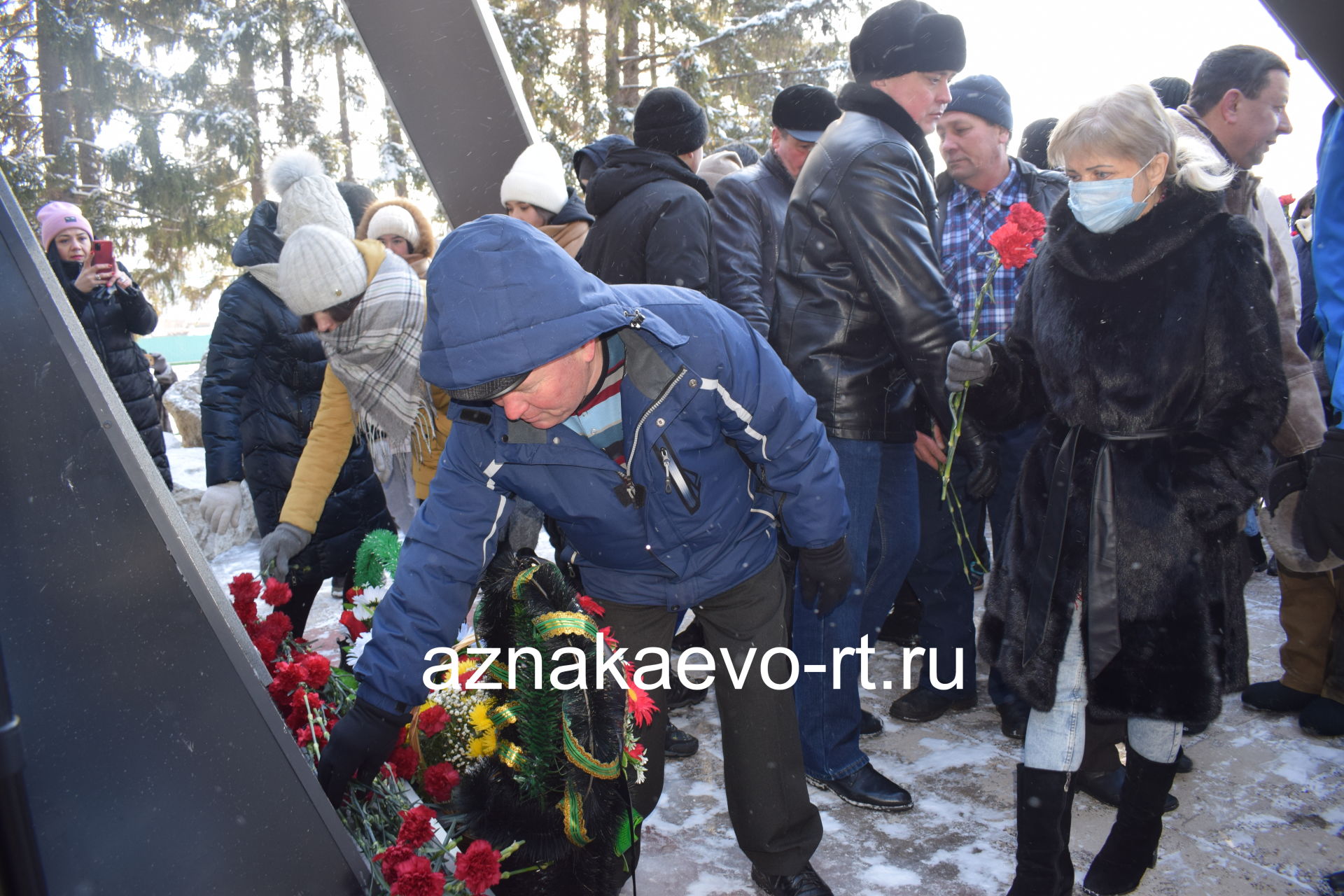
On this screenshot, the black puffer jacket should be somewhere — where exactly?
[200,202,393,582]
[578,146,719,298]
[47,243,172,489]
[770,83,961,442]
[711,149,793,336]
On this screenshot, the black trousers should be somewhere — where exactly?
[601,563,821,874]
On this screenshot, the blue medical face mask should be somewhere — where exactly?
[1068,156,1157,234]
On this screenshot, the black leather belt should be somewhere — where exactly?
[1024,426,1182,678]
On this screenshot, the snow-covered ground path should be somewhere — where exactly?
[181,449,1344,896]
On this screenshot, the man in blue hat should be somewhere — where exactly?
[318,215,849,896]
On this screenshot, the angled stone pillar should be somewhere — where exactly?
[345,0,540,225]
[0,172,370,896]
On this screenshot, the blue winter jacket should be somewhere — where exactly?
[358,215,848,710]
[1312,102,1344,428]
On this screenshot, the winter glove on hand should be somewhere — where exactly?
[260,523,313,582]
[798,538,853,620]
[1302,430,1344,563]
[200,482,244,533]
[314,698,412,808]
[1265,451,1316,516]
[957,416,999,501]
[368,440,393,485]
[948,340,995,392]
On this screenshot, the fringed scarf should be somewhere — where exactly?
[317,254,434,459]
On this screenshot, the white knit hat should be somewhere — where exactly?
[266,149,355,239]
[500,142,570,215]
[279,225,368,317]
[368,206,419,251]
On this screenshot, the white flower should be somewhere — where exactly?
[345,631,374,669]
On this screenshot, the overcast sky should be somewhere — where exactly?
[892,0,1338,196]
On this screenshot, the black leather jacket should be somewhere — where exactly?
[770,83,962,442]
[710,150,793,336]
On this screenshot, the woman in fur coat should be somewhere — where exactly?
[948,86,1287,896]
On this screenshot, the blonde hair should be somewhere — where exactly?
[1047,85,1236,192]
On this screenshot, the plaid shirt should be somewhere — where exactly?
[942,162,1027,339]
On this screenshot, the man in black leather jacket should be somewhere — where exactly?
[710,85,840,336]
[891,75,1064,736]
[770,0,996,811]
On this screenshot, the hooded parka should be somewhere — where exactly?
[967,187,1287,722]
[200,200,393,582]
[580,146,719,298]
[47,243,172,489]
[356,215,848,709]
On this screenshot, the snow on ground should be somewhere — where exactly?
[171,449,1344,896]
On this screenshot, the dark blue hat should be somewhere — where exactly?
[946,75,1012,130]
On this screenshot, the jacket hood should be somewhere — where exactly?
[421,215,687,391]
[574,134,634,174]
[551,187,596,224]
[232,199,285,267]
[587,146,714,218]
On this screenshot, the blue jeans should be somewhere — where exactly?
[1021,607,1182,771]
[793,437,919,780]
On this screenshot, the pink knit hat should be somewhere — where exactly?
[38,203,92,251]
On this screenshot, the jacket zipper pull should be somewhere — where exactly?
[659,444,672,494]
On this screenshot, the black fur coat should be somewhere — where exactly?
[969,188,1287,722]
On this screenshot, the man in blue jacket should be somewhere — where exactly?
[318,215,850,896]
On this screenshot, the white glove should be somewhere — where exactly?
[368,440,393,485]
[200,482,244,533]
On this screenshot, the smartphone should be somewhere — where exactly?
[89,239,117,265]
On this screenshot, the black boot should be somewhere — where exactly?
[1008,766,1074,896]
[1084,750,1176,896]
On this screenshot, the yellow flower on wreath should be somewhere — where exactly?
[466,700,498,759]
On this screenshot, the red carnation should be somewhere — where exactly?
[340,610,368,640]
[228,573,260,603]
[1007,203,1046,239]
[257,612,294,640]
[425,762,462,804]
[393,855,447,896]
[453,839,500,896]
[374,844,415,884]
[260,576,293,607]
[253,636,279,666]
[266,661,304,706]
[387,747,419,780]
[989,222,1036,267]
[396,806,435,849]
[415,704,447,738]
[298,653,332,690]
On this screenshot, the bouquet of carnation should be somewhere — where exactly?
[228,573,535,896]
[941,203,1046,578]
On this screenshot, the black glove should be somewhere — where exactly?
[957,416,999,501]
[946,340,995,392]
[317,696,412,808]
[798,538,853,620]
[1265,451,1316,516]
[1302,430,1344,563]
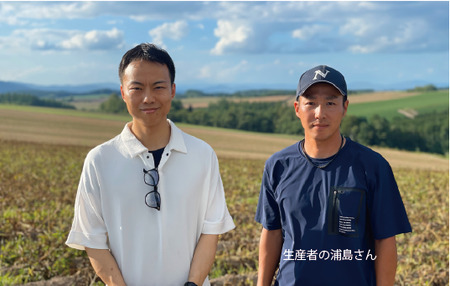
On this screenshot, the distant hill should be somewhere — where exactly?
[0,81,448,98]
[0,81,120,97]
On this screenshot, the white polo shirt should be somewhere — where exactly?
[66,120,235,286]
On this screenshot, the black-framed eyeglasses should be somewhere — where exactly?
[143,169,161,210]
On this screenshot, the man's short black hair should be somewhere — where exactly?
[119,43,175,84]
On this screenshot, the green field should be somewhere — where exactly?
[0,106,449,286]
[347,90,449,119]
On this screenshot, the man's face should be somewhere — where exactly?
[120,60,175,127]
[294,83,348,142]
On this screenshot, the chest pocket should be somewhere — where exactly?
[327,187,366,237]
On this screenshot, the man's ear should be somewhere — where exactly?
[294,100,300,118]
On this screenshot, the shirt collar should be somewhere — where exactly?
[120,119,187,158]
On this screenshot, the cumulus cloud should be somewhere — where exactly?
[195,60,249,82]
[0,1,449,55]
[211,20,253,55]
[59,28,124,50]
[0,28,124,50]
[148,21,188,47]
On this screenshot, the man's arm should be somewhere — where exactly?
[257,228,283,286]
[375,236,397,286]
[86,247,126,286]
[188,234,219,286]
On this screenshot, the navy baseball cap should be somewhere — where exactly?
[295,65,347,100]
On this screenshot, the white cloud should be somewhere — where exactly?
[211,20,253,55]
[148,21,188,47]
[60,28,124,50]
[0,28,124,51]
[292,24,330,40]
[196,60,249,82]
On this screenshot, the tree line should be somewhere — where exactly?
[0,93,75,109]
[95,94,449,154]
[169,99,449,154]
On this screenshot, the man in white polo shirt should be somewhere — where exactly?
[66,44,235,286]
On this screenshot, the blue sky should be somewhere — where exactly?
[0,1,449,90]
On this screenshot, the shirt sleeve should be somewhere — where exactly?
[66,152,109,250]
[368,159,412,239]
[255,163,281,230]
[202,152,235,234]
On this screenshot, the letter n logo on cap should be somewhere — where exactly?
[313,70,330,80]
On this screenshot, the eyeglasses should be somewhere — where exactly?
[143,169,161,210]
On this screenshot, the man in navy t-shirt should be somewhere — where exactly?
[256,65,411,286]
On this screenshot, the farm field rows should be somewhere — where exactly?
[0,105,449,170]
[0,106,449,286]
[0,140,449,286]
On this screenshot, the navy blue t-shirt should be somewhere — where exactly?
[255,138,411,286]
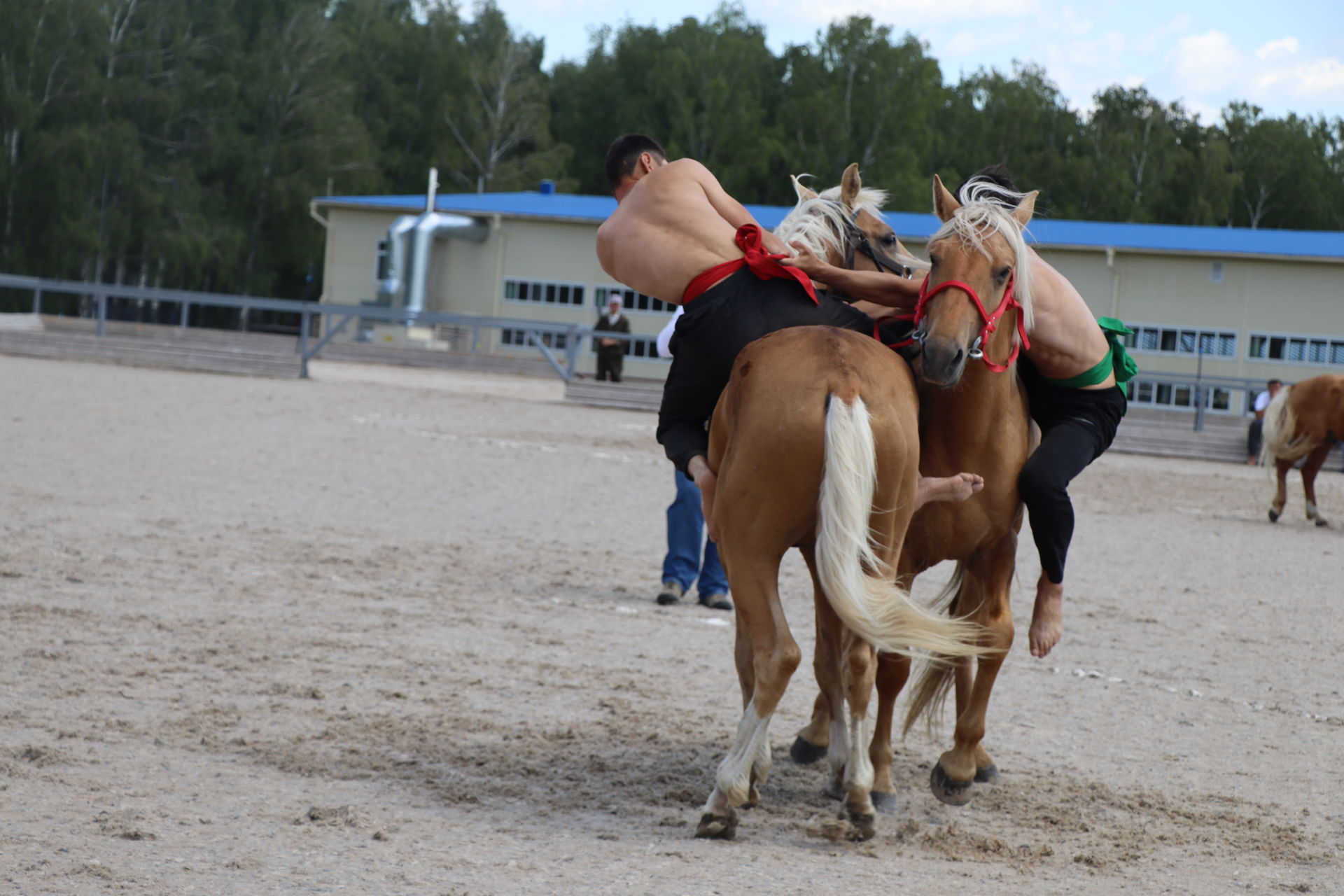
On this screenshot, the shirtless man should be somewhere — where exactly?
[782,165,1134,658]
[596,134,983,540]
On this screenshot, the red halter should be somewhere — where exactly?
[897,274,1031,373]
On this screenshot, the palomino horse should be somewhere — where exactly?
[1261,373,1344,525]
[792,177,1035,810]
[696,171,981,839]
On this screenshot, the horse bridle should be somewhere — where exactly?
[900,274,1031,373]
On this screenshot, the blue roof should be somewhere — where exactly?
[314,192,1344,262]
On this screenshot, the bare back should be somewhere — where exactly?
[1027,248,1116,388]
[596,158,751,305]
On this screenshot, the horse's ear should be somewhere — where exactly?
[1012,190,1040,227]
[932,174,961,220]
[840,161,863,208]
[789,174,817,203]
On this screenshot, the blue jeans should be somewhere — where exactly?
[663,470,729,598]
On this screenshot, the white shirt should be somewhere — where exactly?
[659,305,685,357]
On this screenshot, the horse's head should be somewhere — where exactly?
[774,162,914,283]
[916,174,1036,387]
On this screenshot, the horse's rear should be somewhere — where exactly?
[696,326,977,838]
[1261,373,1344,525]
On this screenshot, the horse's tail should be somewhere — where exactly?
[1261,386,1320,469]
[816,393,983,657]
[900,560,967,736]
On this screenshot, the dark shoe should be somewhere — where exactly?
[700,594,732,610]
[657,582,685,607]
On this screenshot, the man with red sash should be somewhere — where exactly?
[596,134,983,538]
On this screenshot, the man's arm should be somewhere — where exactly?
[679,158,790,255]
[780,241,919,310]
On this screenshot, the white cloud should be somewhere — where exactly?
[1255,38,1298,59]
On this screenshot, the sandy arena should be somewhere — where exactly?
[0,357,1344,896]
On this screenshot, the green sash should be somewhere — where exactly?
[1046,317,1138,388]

▬▬▬

**Stated exercise**
Convert the records from the line with "On this screenshot, the horse's head" through the end of the records into a two-column CSV with the columns input and output. Give one row per record, with its wording in input and its answer in output, each in a single quoted field with line breaks turned into spaces.

**Result**
input,output
"On this screenshot, the horse's head should be somewhere — where exactly?","[774,162,914,283] [916,174,1036,387]"
"On this screenshot, the horse's rear should be somewhere — where exactly?","[696,326,977,838] [1261,373,1344,525]"
"On this screenshot, the horse's tail should be somewhere — where exactly?","[1261,386,1320,469] [816,393,983,657] [900,560,967,736]"
"On this screenshot, the dark shoe should be somewhere — where exactly?","[700,594,732,610] [657,582,685,607]"
"On this screenshot, the man with red sash should be somewhere — where exactly?","[596,134,983,538]"
"On this screenshot, the man's arm should be somewhere — where exactly?","[679,158,790,255] [780,241,919,310]"
"On this screenshot, the white cloud should be somewhere — where exactly?","[1255,38,1298,59]"
"On this screenshot, the sandy arena should be somewhere — where exactly?","[0,357,1344,896]"
"On this screenshot, the green sash should be somewhere — where exactly?","[1046,317,1138,388]"